··· EXTRACTED DATA ···
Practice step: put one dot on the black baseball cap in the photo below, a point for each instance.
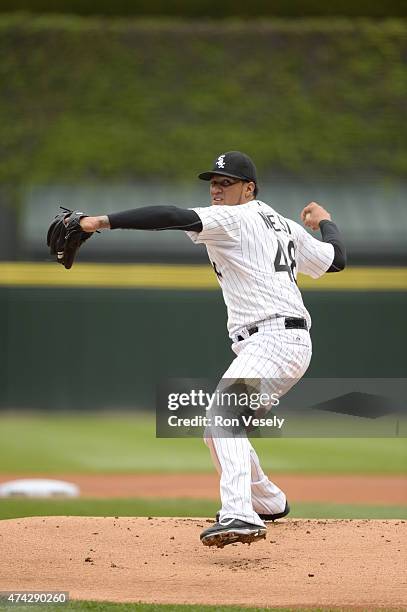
(234, 164)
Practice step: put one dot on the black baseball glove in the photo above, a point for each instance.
(65, 236)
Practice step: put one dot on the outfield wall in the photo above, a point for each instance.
(82, 347)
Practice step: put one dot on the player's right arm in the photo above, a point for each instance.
(146, 218)
(316, 257)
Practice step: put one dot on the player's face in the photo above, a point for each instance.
(227, 191)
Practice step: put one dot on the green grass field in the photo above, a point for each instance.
(123, 443)
(15, 508)
(107, 443)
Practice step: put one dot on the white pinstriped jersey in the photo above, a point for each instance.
(256, 254)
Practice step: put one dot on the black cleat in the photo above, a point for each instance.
(231, 531)
(268, 517)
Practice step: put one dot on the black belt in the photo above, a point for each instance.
(289, 323)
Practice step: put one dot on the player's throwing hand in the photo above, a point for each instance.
(313, 214)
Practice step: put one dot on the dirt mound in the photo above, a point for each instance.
(161, 560)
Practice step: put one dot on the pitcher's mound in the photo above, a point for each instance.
(161, 560)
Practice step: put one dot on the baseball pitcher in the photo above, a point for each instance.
(256, 254)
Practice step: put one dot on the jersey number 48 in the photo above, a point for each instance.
(282, 263)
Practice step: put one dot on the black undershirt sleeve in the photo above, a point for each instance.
(156, 218)
(330, 233)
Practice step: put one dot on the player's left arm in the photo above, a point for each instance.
(146, 218)
(316, 217)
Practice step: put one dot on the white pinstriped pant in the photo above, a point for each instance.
(281, 357)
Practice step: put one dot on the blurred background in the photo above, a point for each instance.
(108, 106)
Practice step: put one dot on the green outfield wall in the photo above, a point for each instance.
(92, 99)
(88, 348)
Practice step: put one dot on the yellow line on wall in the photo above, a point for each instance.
(190, 277)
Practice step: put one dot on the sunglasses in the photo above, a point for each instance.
(225, 182)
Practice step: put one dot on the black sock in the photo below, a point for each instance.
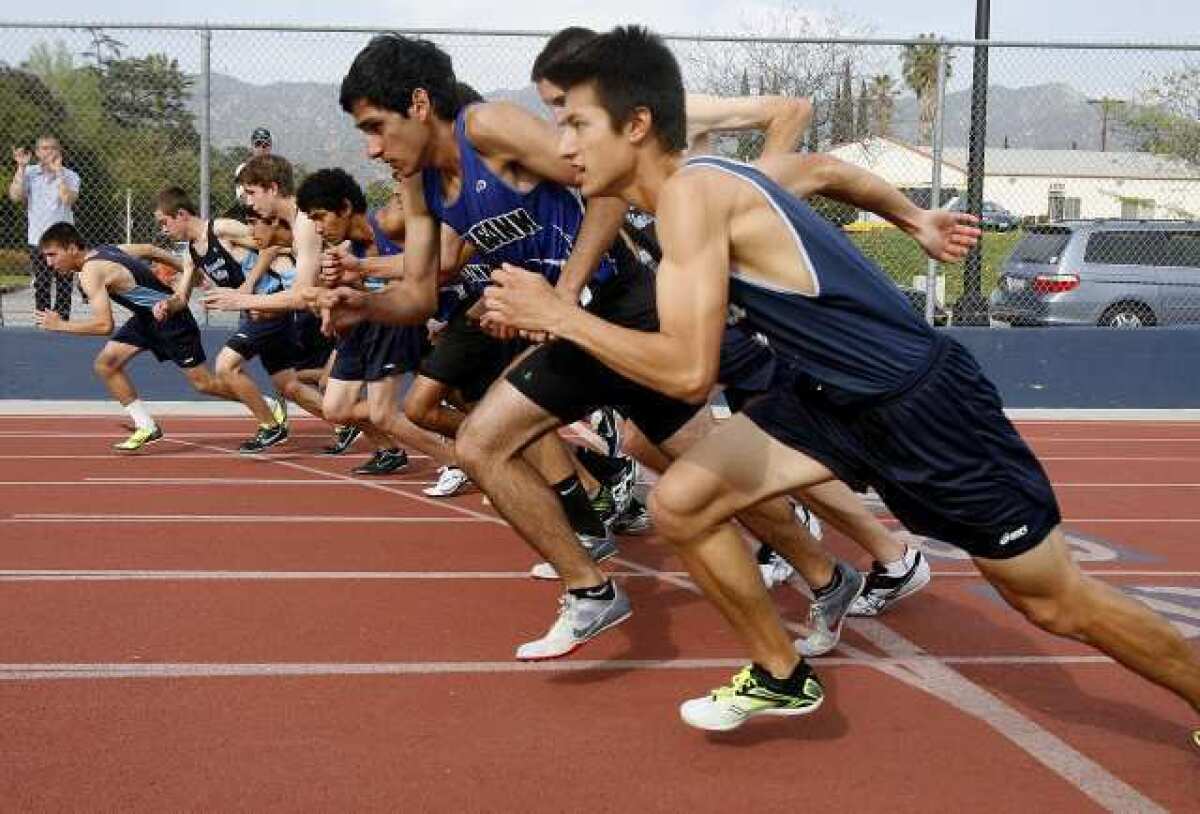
(604, 591)
(579, 508)
(834, 584)
(791, 684)
(601, 467)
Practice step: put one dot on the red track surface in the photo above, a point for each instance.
(149, 576)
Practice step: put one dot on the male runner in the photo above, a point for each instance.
(869, 391)
(213, 253)
(161, 323)
(372, 353)
(492, 173)
(748, 364)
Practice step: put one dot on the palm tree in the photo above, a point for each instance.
(919, 70)
(882, 95)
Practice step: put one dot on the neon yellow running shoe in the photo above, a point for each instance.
(745, 696)
(138, 440)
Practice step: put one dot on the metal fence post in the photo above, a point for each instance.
(935, 197)
(205, 129)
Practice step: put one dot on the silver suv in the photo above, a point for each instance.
(1113, 273)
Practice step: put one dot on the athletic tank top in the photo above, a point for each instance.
(217, 262)
(533, 229)
(147, 291)
(857, 339)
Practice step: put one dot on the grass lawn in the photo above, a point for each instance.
(901, 257)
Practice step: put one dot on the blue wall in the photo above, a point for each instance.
(1080, 367)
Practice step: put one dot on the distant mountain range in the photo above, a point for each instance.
(310, 127)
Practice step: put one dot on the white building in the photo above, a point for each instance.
(1045, 184)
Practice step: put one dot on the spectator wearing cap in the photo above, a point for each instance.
(259, 145)
(48, 190)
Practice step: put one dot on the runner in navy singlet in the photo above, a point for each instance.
(867, 391)
(371, 353)
(160, 323)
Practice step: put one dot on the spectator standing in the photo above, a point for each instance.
(259, 144)
(48, 190)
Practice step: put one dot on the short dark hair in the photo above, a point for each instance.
(329, 189)
(393, 67)
(565, 42)
(61, 234)
(630, 67)
(265, 169)
(467, 95)
(173, 198)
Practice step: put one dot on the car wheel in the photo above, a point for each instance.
(1128, 315)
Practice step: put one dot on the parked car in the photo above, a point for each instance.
(993, 216)
(917, 298)
(1113, 273)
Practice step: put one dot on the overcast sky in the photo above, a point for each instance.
(491, 64)
(1065, 19)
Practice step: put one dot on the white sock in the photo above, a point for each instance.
(900, 567)
(139, 414)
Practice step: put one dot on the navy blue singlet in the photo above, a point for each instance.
(857, 337)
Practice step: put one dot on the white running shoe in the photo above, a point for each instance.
(579, 620)
(451, 480)
(775, 570)
(883, 591)
(598, 548)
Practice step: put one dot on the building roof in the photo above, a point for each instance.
(1066, 163)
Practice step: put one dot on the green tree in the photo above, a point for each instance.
(882, 94)
(919, 70)
(1165, 119)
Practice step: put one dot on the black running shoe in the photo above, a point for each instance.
(384, 461)
(265, 437)
(343, 438)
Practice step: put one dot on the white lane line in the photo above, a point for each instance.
(378, 486)
(129, 574)
(216, 670)
(223, 519)
(933, 675)
(180, 456)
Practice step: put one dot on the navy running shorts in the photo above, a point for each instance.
(274, 341)
(372, 352)
(941, 454)
(177, 339)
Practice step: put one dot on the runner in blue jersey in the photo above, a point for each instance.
(492, 173)
(747, 366)
(865, 391)
(269, 185)
(160, 323)
(371, 353)
(216, 253)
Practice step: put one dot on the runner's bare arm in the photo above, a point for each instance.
(508, 133)
(147, 251)
(945, 235)
(679, 359)
(91, 281)
(781, 119)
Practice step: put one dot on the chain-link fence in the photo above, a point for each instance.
(1090, 187)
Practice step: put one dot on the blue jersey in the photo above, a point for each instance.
(147, 291)
(217, 262)
(384, 247)
(533, 229)
(857, 337)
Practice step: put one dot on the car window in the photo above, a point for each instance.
(1182, 249)
(1042, 246)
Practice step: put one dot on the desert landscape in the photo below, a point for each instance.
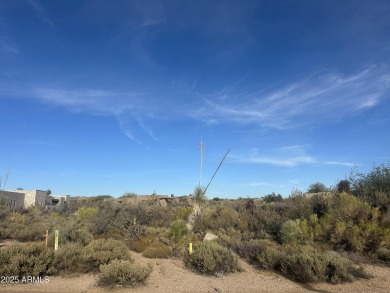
(172, 276)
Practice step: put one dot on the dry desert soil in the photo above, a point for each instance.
(170, 275)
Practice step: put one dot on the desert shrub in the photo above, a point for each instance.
(102, 251)
(157, 250)
(290, 232)
(216, 218)
(68, 258)
(303, 267)
(177, 230)
(374, 187)
(26, 260)
(317, 187)
(383, 254)
(308, 265)
(139, 245)
(122, 272)
(212, 259)
(182, 213)
(250, 249)
(338, 268)
(268, 258)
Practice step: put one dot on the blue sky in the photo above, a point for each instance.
(108, 97)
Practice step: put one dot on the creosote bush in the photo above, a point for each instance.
(307, 265)
(212, 259)
(68, 258)
(122, 272)
(157, 250)
(384, 254)
(26, 260)
(102, 251)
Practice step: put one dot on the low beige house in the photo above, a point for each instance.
(16, 199)
(13, 200)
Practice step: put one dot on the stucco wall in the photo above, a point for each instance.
(33, 197)
(14, 200)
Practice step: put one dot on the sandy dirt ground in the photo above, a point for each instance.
(170, 275)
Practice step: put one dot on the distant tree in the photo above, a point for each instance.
(344, 186)
(199, 199)
(317, 187)
(273, 197)
(128, 194)
(374, 187)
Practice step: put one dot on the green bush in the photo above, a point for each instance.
(139, 245)
(250, 249)
(68, 258)
(157, 250)
(383, 254)
(268, 258)
(123, 273)
(26, 260)
(177, 230)
(102, 251)
(291, 232)
(308, 265)
(212, 259)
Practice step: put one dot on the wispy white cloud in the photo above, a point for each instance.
(290, 156)
(316, 99)
(256, 184)
(41, 13)
(340, 163)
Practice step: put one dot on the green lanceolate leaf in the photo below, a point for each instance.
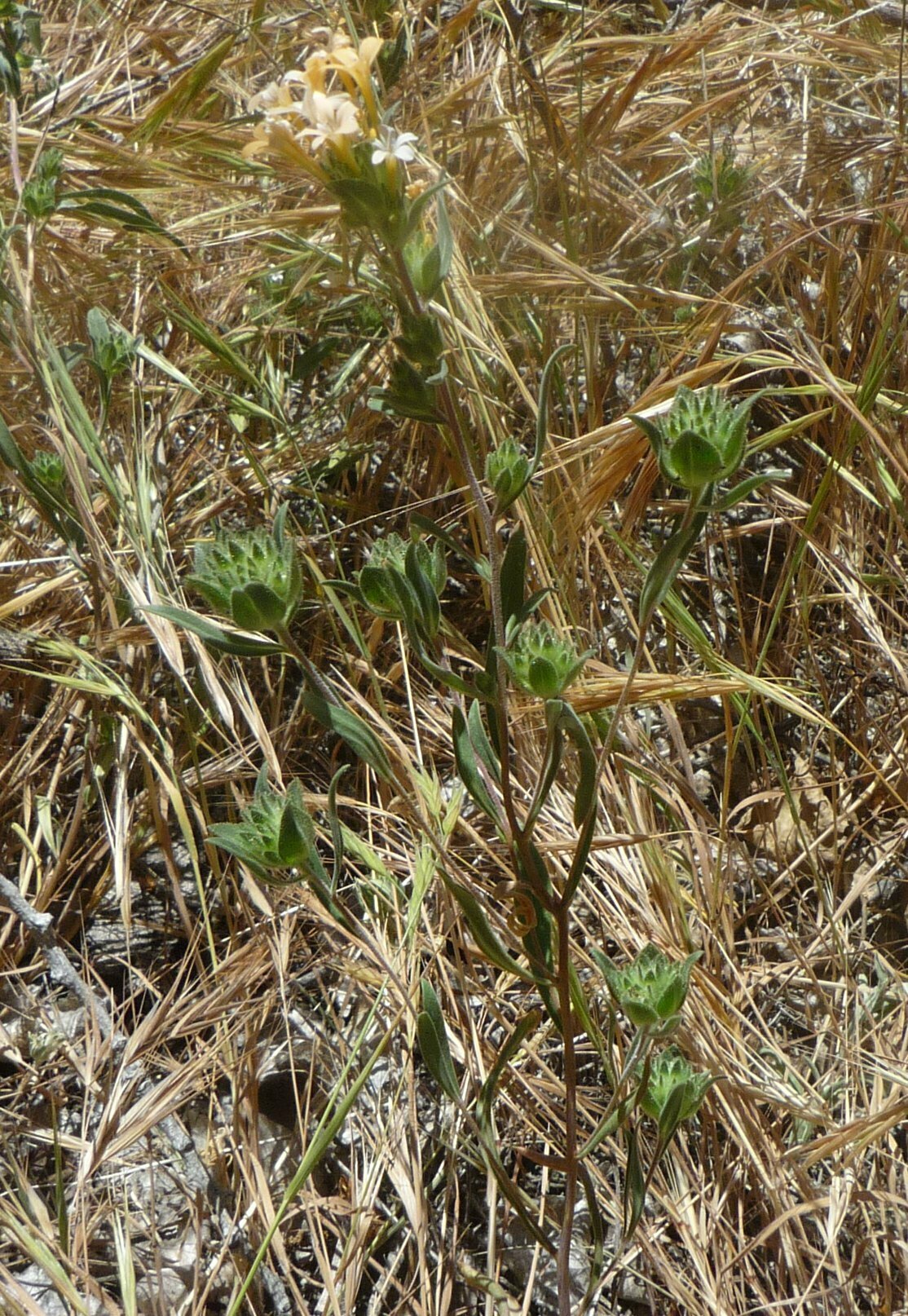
(482, 930)
(433, 1043)
(353, 731)
(467, 769)
(634, 1185)
(481, 741)
(218, 637)
(668, 562)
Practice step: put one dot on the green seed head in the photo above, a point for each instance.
(674, 1090)
(274, 835)
(507, 471)
(700, 439)
(541, 661)
(252, 576)
(651, 990)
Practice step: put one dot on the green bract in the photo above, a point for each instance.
(403, 581)
(674, 1090)
(47, 469)
(274, 833)
(541, 661)
(651, 990)
(700, 439)
(250, 576)
(507, 473)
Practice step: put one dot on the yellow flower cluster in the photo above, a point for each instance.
(314, 108)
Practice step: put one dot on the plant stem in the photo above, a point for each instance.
(571, 1159)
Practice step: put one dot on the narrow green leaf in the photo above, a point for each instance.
(747, 487)
(119, 210)
(467, 769)
(433, 1043)
(482, 930)
(481, 741)
(211, 341)
(218, 637)
(351, 729)
(634, 1186)
(666, 565)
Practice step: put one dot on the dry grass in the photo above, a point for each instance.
(756, 806)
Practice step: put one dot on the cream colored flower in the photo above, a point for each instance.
(355, 68)
(332, 119)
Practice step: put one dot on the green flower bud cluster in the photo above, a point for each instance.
(700, 439)
(541, 661)
(674, 1089)
(252, 576)
(274, 835)
(509, 471)
(404, 582)
(651, 990)
(47, 470)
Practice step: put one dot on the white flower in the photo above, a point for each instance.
(394, 146)
(276, 100)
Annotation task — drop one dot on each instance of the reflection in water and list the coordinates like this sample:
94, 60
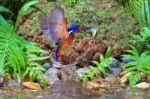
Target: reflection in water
73, 90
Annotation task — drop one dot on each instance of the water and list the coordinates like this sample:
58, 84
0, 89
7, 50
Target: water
73, 90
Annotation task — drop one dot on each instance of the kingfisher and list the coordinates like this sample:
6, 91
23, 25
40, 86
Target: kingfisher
54, 27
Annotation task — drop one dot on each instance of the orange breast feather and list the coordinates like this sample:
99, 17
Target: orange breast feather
66, 43
62, 29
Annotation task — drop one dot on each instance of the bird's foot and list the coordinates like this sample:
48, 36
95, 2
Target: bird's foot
55, 64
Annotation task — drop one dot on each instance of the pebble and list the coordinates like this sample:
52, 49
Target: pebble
143, 85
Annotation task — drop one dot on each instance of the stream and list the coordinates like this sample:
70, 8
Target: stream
73, 90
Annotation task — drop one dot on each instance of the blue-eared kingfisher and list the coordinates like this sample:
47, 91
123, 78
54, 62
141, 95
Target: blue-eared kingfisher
54, 27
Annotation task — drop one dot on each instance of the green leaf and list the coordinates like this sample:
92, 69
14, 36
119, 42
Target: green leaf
134, 78
108, 53
23, 10
4, 9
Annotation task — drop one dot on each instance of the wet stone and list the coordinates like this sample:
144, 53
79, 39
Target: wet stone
148, 78
81, 71
13, 83
51, 76
47, 66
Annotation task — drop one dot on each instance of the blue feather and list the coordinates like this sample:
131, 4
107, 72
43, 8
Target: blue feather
73, 28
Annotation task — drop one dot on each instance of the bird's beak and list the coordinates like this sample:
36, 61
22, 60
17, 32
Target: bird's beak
91, 29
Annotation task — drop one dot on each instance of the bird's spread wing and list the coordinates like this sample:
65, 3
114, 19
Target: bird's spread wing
54, 26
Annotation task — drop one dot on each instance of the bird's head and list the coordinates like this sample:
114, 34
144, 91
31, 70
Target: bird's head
74, 28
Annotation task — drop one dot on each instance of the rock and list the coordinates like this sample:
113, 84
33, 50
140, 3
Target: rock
143, 85
51, 76
148, 78
69, 57
115, 63
81, 71
124, 79
83, 52
32, 85
63, 75
13, 83
126, 60
112, 80
1, 81
143, 76
47, 66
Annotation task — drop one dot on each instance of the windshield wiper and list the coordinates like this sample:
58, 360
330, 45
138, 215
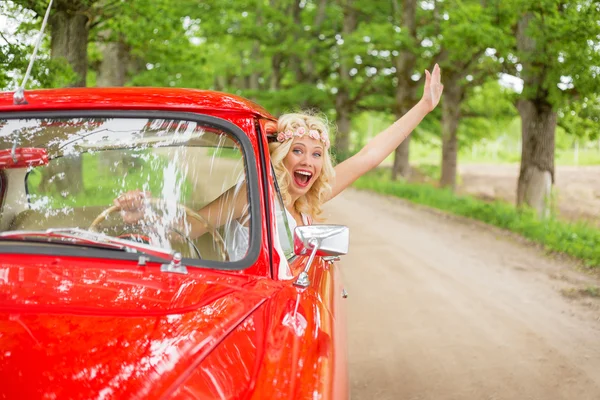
···
INSTRUCTIONS TO FOLLOW
Nothing but the lines from the one containing "Target: blue-eared kingfisher" through the end of the listing should be printed, each exactly as it appears and without pictures.

SOLVED EXERCISE
Target: blue-eared kingfisher
54, 27
Annotation task — drop one dot on each instance of the green leaf and list the coordinates like this sample:
92, 69
14, 36
119, 42
Target: green leaf
134, 78
108, 53
23, 10
4, 9
Annotation task — drop one dot on each instance of the wet stone and list the coordinates like this sample:
144, 53
79, 39
Target: wet stone
148, 78
81, 71
13, 83
51, 76
47, 66
Annotation task — drop one dot on each instance of the blue feather and list the coordinates like this sample:
131, 4
107, 72
43, 8
Target: blue feather
73, 28
Annotation task — drop one dot on each instance of the bird's beak and list the coordinates like this sample:
36, 61
22, 60
17, 32
Target: bird's beak
91, 29
Annotation task — drop one dot on each instance of the bird's spread wing and list the coordinates like this sample:
65, 3
114, 19
Target: bird's spread wing
54, 26
Annotation task — drop one dot on each instance of the bird's head and list the coordinates like this sample:
114, 34
144, 91
31, 70
Target: bird's head
74, 28
Annotation task — drop one dot on each instance of the rock and list the coordinates like this sample:
113, 84
33, 50
140, 3
Target: rock
143, 85
51, 76
148, 78
69, 57
115, 63
81, 71
124, 79
83, 52
32, 85
63, 75
13, 83
126, 60
112, 80
1, 81
143, 76
47, 66
Annotation task — drop one dot on each instance of the windshield wiper and list the coordinates like this sample:
58, 360
330, 45
138, 215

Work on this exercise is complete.